_EXERCISE DESCRIPTION_
Each record must be retyped in full. No character may differ.
** BEGIN STORED DATA **
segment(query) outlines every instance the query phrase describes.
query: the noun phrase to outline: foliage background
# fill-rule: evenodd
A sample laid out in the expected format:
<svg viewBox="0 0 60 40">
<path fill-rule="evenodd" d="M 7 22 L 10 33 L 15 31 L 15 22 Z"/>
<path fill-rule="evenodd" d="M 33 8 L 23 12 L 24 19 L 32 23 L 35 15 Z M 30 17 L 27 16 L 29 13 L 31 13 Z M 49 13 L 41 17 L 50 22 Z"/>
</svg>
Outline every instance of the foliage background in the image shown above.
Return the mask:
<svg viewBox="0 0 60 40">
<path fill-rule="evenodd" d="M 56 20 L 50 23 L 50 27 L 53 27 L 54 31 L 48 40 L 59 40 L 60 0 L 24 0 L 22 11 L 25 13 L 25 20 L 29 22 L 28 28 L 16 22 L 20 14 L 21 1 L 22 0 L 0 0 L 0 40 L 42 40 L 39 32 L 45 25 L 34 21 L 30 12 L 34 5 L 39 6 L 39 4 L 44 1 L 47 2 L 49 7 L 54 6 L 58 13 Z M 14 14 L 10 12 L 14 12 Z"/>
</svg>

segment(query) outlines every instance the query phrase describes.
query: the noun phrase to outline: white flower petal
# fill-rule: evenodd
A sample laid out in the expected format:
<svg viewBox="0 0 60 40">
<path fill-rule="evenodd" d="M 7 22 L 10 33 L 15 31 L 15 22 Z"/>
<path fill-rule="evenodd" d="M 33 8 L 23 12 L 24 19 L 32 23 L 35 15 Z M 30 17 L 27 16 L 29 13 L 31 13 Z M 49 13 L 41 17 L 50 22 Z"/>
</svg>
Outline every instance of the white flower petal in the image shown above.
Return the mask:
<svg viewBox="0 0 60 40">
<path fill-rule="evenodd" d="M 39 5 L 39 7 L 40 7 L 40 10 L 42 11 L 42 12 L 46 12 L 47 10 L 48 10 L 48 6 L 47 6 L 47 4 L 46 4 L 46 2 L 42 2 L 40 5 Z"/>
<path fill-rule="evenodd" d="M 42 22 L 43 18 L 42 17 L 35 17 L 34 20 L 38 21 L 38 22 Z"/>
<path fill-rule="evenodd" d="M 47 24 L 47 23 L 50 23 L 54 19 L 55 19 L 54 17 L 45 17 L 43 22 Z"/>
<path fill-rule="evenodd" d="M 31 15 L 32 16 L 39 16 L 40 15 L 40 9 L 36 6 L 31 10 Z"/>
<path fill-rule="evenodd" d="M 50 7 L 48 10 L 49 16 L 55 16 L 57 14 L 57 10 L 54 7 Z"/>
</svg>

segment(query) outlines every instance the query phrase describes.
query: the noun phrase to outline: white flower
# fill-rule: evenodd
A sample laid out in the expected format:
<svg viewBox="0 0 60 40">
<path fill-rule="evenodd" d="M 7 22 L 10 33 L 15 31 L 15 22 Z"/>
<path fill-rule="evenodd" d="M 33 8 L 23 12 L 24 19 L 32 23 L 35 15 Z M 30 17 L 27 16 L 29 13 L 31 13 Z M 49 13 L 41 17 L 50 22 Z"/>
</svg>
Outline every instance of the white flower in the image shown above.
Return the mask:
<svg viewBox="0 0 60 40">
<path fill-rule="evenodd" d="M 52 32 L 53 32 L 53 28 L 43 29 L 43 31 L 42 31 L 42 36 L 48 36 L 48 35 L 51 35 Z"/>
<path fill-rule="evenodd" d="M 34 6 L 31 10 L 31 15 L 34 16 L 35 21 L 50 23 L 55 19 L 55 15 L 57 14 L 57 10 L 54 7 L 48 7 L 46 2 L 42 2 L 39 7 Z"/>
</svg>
** END STORED DATA **
_RESULT OF THE TASK_
segment(query) outlines every instance the query phrase describes.
query: the noun phrase to outline: foliage background
# fill-rule: evenodd
A sample laid out in the expected format:
<svg viewBox="0 0 60 40">
<path fill-rule="evenodd" d="M 7 22 L 10 33 L 15 31 L 15 22 Z"/>
<path fill-rule="evenodd" d="M 33 8 L 23 12 L 24 19 L 32 23 L 35 15 Z M 30 17 L 27 16 L 29 13 L 31 13 Z M 49 13 L 41 17 L 50 22 Z"/>
</svg>
Outline every instance of the foliage background in the image shown above.
Return the mask:
<svg viewBox="0 0 60 40">
<path fill-rule="evenodd" d="M 56 20 L 50 23 L 50 27 L 53 27 L 54 31 L 48 40 L 59 40 L 60 0 L 24 0 L 22 11 L 25 13 L 25 20 L 29 22 L 28 28 L 16 22 L 20 14 L 21 1 L 22 0 L 0 0 L 0 40 L 42 40 L 39 32 L 45 25 L 34 21 L 30 12 L 34 5 L 39 6 L 39 4 L 44 1 L 47 2 L 49 7 L 54 6 L 58 13 Z M 14 14 L 10 12 L 14 12 Z"/>
</svg>

segment(query) outlines every instance the query phrase describes.
query: the noun phrase to outline: white flower petal
# fill-rule: evenodd
A sample laid out in the expected format:
<svg viewBox="0 0 60 40">
<path fill-rule="evenodd" d="M 7 22 L 10 33 L 15 31 L 15 22 Z"/>
<path fill-rule="evenodd" d="M 33 8 L 23 12 L 24 19 L 32 23 L 35 15 Z M 30 17 L 27 16 L 29 13 L 31 13 Z M 49 13 L 41 17 L 50 22 Z"/>
</svg>
Outline every instance of the white flower petal in the image shown above.
Return the mask:
<svg viewBox="0 0 60 40">
<path fill-rule="evenodd" d="M 39 5 L 39 7 L 40 7 L 40 10 L 42 11 L 42 12 L 46 12 L 47 10 L 48 10 L 48 6 L 47 6 L 47 4 L 46 4 L 46 2 L 42 2 L 40 5 Z"/>
<path fill-rule="evenodd" d="M 42 22 L 43 18 L 42 17 L 35 17 L 34 20 L 38 21 L 38 22 Z"/>
<path fill-rule="evenodd" d="M 47 24 L 47 23 L 50 23 L 54 19 L 55 19 L 54 17 L 45 17 L 43 22 Z"/>
<path fill-rule="evenodd" d="M 31 15 L 32 16 L 39 16 L 40 15 L 40 9 L 36 6 L 31 10 Z"/>
<path fill-rule="evenodd" d="M 50 7 L 48 10 L 49 16 L 55 16 L 57 14 L 57 10 L 54 7 Z"/>
</svg>

segment(query) outlines every instance the query phrase describes.
query: the noun phrase to outline: white flower
# fill-rule: evenodd
A sample laid out in the expected format:
<svg viewBox="0 0 60 40">
<path fill-rule="evenodd" d="M 7 22 L 10 33 L 15 31 L 15 22 Z"/>
<path fill-rule="evenodd" d="M 33 8 L 23 12 L 24 19 L 32 23 L 35 15 Z M 30 17 L 27 16 L 29 13 L 31 13 Z M 49 13 L 41 17 L 50 22 Z"/>
</svg>
Outline every instance of the white flower in the image shown above.
Return the mask:
<svg viewBox="0 0 60 40">
<path fill-rule="evenodd" d="M 52 32 L 53 32 L 53 28 L 43 29 L 43 31 L 42 31 L 42 36 L 48 36 L 48 35 L 51 35 Z"/>
<path fill-rule="evenodd" d="M 34 6 L 31 10 L 31 15 L 34 16 L 35 21 L 50 23 L 55 19 L 55 15 L 57 14 L 57 10 L 54 7 L 48 7 L 46 2 L 42 2 L 39 7 Z"/>
</svg>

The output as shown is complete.